____ DATASET

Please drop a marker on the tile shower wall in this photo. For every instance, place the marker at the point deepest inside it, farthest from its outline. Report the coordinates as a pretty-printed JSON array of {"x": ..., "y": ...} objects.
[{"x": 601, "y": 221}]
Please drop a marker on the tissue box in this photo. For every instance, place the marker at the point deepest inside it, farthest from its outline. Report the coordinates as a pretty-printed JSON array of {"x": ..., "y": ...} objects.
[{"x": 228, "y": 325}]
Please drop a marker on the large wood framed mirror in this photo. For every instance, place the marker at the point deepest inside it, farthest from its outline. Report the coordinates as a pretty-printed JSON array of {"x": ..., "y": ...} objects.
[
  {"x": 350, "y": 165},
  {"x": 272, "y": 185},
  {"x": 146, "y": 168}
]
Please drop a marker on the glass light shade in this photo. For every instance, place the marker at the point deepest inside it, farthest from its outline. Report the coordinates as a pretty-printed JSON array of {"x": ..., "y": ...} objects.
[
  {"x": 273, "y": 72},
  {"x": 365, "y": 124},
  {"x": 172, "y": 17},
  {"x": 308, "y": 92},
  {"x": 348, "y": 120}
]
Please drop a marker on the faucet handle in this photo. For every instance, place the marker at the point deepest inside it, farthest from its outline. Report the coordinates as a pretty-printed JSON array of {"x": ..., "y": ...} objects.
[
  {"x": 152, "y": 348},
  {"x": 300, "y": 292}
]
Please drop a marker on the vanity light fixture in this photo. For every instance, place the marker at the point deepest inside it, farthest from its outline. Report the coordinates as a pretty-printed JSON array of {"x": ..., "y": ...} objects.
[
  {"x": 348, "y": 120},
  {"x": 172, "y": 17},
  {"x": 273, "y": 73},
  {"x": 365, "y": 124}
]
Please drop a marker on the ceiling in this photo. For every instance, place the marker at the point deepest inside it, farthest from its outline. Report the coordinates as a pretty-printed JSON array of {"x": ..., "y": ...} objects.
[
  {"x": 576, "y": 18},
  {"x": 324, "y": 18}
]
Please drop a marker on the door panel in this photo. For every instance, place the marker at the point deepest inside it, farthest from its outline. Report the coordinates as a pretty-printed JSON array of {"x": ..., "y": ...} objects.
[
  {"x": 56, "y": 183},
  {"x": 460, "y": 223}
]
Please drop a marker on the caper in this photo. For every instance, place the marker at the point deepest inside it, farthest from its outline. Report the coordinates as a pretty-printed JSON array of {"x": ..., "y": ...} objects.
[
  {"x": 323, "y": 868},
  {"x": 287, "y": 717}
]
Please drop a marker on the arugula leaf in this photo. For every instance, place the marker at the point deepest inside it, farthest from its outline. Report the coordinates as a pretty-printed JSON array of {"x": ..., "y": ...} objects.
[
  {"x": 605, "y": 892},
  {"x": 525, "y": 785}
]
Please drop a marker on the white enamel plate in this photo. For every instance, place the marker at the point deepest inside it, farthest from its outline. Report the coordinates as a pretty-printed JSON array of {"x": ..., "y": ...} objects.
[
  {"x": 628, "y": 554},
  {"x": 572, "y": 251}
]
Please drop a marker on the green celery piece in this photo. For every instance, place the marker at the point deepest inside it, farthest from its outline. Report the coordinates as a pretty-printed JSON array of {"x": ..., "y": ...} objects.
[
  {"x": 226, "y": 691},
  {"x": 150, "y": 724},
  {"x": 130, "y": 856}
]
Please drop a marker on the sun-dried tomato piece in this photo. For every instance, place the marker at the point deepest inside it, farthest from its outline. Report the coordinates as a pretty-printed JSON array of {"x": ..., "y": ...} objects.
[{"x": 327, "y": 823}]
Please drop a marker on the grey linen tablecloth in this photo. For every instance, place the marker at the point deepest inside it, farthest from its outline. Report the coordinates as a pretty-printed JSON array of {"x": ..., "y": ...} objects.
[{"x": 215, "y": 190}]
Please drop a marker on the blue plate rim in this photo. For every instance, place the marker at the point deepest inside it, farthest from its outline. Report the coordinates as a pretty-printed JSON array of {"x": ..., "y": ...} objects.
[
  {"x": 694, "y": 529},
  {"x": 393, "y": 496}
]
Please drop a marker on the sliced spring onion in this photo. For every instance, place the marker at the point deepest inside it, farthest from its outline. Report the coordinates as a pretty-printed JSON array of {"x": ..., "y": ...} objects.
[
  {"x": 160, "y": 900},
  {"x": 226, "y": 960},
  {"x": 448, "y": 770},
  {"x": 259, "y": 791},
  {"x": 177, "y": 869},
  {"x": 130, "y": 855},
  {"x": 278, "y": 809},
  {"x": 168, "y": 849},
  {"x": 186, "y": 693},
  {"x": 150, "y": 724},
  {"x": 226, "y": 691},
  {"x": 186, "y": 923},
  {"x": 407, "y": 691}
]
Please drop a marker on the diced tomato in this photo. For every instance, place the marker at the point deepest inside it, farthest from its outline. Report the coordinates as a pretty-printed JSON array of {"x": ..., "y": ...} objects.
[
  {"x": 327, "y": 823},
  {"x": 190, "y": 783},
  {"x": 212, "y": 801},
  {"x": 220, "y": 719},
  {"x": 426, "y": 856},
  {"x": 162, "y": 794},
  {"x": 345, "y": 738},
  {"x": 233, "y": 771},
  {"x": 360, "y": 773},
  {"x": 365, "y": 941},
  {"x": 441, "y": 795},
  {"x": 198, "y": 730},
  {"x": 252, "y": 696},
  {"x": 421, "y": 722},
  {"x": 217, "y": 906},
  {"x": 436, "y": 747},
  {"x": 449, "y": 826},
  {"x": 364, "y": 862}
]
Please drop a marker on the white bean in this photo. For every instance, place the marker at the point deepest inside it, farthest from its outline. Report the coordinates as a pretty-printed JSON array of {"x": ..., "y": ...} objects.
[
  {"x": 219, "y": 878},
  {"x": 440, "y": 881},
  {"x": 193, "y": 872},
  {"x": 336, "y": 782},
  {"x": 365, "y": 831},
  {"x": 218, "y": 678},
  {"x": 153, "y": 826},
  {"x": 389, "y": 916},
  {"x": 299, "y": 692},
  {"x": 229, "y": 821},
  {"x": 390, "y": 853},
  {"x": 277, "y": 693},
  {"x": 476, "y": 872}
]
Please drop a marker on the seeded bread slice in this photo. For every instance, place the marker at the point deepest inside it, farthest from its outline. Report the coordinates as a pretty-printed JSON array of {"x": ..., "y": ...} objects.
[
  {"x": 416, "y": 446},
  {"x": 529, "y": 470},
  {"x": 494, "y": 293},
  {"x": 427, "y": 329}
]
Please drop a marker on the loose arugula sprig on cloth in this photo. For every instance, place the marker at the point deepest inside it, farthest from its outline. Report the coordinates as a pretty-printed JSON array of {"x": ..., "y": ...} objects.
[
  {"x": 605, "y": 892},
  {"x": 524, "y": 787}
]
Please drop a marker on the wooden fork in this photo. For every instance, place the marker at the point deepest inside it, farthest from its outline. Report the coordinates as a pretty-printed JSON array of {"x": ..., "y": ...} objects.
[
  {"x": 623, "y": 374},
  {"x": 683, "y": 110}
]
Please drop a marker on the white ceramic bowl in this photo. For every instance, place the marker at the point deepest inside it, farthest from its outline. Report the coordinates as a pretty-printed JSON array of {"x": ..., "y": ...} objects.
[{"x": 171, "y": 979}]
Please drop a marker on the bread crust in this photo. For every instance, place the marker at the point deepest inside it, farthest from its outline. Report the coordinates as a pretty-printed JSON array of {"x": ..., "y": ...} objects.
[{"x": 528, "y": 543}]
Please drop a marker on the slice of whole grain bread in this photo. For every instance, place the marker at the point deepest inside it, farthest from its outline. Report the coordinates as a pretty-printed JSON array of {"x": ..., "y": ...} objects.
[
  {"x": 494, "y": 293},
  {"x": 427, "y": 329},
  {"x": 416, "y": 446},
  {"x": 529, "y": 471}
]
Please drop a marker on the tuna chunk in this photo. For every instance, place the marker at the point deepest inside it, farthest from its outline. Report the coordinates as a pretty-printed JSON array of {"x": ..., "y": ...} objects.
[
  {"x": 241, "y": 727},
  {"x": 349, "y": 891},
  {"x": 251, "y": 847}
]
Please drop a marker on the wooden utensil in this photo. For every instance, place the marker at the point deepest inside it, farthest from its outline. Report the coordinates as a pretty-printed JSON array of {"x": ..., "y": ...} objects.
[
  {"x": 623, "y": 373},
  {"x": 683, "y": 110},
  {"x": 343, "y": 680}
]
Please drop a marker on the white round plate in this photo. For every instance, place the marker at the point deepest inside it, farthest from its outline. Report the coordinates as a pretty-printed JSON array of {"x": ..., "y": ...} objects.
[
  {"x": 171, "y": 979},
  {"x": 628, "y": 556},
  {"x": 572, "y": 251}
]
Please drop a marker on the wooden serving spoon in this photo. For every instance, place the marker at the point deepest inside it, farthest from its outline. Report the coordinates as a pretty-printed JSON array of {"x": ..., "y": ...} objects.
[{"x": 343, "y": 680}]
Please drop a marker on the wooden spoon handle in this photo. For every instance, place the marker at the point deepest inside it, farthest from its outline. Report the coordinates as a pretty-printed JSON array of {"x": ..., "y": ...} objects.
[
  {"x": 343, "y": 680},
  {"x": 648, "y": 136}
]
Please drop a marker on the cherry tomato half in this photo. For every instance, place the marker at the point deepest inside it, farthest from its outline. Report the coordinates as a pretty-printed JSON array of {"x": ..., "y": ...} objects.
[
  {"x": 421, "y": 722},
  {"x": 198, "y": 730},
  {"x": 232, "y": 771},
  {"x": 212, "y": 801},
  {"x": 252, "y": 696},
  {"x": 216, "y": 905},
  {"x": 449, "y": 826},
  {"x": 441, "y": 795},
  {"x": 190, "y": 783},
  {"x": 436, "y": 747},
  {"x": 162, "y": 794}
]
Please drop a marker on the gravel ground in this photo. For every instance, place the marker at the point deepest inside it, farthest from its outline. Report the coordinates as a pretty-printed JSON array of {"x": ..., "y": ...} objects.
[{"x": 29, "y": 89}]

________

● **TASK**
Please write out, exactly as they appear, the lines from the one containing "Please drop a marker on the gravel" through the last line of the records above, and nothing more.

● **TASK ANSWER**
Please drop a marker on the gravel ground in this photo. For every instance, place the marker at the point deepest inside it, farthest from its outline. Report the coordinates as a pretty-printed JSON array of {"x": ..., "y": ...} objects.
[{"x": 29, "y": 89}]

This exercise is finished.